**Selected text:**
§ §

Pluralism in the Age of Extremism: Opening remarks at the Norway/WASL Launch of the Global Solutions Exchange; UNGA Sept 20
Excellencies, Ladies and Gentlemen – We live in the age of extremism. Extreme capitalism is breeding deep inequalities across all our societies – thwarting the aspirations of young people – from the middle classes to the poor. It has contributed to the rise of identity based extremisms – that use religion and ethno-nationalism to tap people’s grievances and aspirations but sew mistrust, bigotry and violence in our midst. We also see the extreme militarism – of states spending vast sums on military actions that have fueled even more violence and radicalization. But I also see the silver lining. It is the age of extreme pluralism – everywhere a diversity– of ethnicities, religions, genders and generations – showing how we can and do live together peacefully but posing a challenge: how to celebrate this diversity while sustaining our social cohesion, acceptance of the other and their differences?
What’s all this got to do with women? First: decades before governments took notice, women saw and felt the rise of extremism globally because the fact is every extremist movement regardless of religion or ethnicity, targets women very directly – seeking to control our lives, our bodies, and our role in society. So it’s not surprising that women-led organizations pushed back. As a result today while the world is still trying to articulate the problem and is stuck on the acronyms CVE or PVE – Countering or Preventing Violent Extremism, on the ground, women’s organizations are working on the solutions. And long ago they realized it can’t be focused on what we’re ‘countering’ or against – rather it’s essential to say what we are FOR & offer positive alternatives.

§ §

**Stored data:**

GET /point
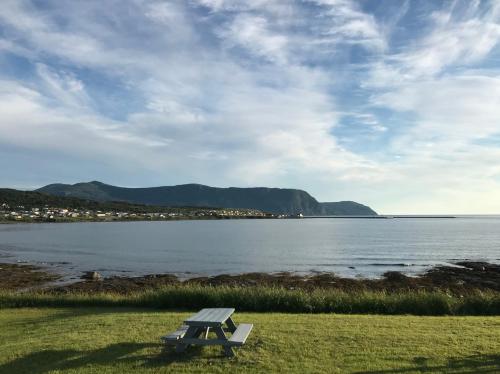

§ §

**Problem details:**
Please answer these questions on the remarks on pluralism and extremism:
(a) What does the speaker name as the silver lining of this age?
(b) What does every extremist movement seek to control, according to the remarks?
(c) What two acronyms is the world said to be stuck on?
The material has no role here.

**Solution:**
(a) The age of extreme pluralism, with diversity of ethnicities, religions, genders and generations everywhere.
(b) Women's lives, their bodies, and their role in society.
(c) CVE and PVE, Countering or Preventing Violent Extremism.